-- Excerpt provided --

I think this is a fairly common tendency among software developers. It's one of those strange areas where this supposdely rigorous, mathematical, engineering discipline is, in practice, a whole lot more like art (or craft anyway) than science.

As I was thinking about this, it also occurred to me that this was a common tendency in my family. Growing up, my father would constantly be working on projects around the house. Some of those were the fairly standard projects you'll find in many homes: painting, re-doing a bathroom, etc. (my dad is very handy, a trait I didn't really inherit...) but a lot of those projects he worked on were of a much more esoteric nature.

When I was about 8 or 9 years old we adopted 2 cats (Ortho and Para) from the humane society. Typical of many cats, particularly in a place like Alabama, our cats were indoor/outdoor cats. If you've ever had an indoor/outdoor cat you'll know that anytime they're outside, they want inside and anytime they're inside, they want outside. So like most people in this situation, we installed a cat door to avoid constantly having to open the door for them. However a simple cat door wasn't enough for my dad, he decided that he'd put the cat door in a window in the laundry room and build a set of stairs for the cats to use.

As you can see in the picture above, each tread and riser had to be intricately cut and, although it's a bit blurry, you can also see that he's sanded and rounded many of the edges and even installed an awning over the entrance (I guess cats don't want to get wet in the rain?). All of this for 2 cats. And yet the thrill of seeing them use it for the first time probably made the whole project worth it.

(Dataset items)
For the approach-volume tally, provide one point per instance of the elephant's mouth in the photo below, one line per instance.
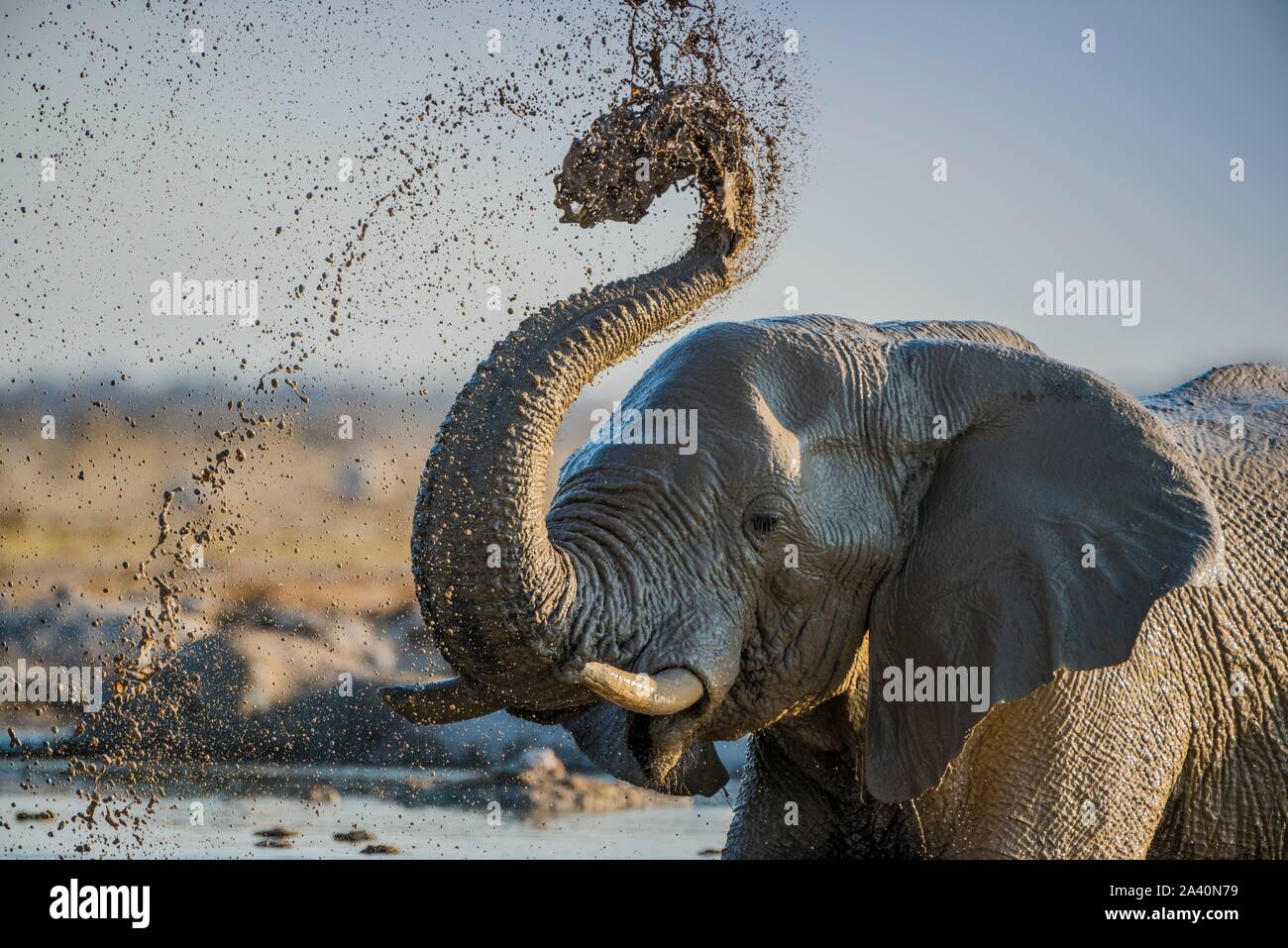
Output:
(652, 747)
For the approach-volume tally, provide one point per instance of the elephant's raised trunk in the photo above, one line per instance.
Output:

-- Required actions --
**a.** In the excerpt about the cat stairs, where did the father install the cat door?
**b.** Copy out all of the records word for word, omitting the pictures.

-- Solutions below --
**a.** In a window in the laundry room.

**b.**
For the approach-volume tally, provide one point per instance of the elephant's mouth in the photo below, one line per instance.
Output:
(652, 747)
For the approach-volume tally, provide one point per instance of the elephant's raised trunk in the photo above, one line per instance.
Output:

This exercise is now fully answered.